Data listing:

-----

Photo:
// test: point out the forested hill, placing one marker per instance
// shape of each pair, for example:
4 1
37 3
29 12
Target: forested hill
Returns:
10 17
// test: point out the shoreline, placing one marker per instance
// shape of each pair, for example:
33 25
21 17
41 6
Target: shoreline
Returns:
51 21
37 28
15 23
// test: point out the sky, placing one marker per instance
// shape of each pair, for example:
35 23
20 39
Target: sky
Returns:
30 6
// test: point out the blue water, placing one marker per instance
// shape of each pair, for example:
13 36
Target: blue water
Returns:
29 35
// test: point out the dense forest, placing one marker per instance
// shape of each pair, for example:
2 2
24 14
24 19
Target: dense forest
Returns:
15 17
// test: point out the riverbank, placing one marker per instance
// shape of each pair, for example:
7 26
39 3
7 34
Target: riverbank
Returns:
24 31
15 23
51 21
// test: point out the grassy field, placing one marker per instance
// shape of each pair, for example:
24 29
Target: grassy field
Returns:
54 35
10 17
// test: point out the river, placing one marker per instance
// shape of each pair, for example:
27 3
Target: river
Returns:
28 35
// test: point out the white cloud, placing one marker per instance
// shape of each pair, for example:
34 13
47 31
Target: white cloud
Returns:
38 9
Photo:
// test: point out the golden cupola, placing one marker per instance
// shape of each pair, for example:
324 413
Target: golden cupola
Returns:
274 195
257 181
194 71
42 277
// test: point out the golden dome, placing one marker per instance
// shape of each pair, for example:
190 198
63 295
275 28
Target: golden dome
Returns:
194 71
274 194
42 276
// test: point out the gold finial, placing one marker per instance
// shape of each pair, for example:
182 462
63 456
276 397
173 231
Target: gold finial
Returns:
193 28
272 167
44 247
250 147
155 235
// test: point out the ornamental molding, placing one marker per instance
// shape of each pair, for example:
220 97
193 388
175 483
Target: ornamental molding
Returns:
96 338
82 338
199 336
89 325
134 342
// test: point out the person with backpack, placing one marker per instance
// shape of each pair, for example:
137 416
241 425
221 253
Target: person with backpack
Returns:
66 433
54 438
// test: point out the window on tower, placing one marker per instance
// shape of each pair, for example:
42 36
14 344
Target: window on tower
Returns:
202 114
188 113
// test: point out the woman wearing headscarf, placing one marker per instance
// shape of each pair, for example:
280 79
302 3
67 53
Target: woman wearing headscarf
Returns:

-----

WORK REQUIRED :: Copy the material, starting at the line that has "field, placing one marker per instance" and stopping after the final line, and keep the requests. Add -48 to every coordinate given in the answers, but leave the numbers in the requests unchanged.

RESULT FOR THIS TASK ::
// test: point out the grassy field, placing one marker per instance
// shape of each pair, for example:
24 29
Target: grassy field
Returns:
6 -13
-38 -31
// test: point out the river, placing one marker per instance
// shape of each pair, for example:
27 3
Target: river
Returns:
-20 -13
// test: point out the white cloud, placing one marker per instance
// shape of each pair, for example:
34 13
47 31
Target: white cloud
Returns:
-10 -39
Photo:
// test: point out the golden cupola, placing one marker per instance
// shape of each pair, for example:
324 413
Target: golden cupola
Returns:
226 147
209 133
146 23
-6 229
// test: point out the golden dome, placing one marker per instance
// shape of each pair, for example:
190 198
63 295
275 28
Target: golden dome
Returns:
146 23
226 146
-6 228
// test: point out the gold finial, placing one marker per instance
// shape of each pair, for example:
182 462
63 456
276 397
173 231
Target: gold finial
Returns:
145 -20
224 119
-4 199
202 99
107 187
// test: point out the ornamental molding, placing one marker per instance
// shape of each pair, for example:
220 97
193 388
175 483
Target: ornamental molding
Returns:
48 290
34 290
151 288
41 277
86 294
// test: point out the person with backpack, placing one marker per instance
// shape of each pair, for example:
137 416
241 425
221 253
Target: person with backpack
Returns:
18 385
6 390
// test: point out the window on tower, placing one marker per instance
// shape of each pair, for example:
42 36
14 344
Target: window on tower
Returns:
154 66
140 65
// test: point out the woman wearing headscarf, placing one marker per instance
// shape of each pair, for example:
280 79
302 3
67 53
Target: woman wearing headscarf
Returns:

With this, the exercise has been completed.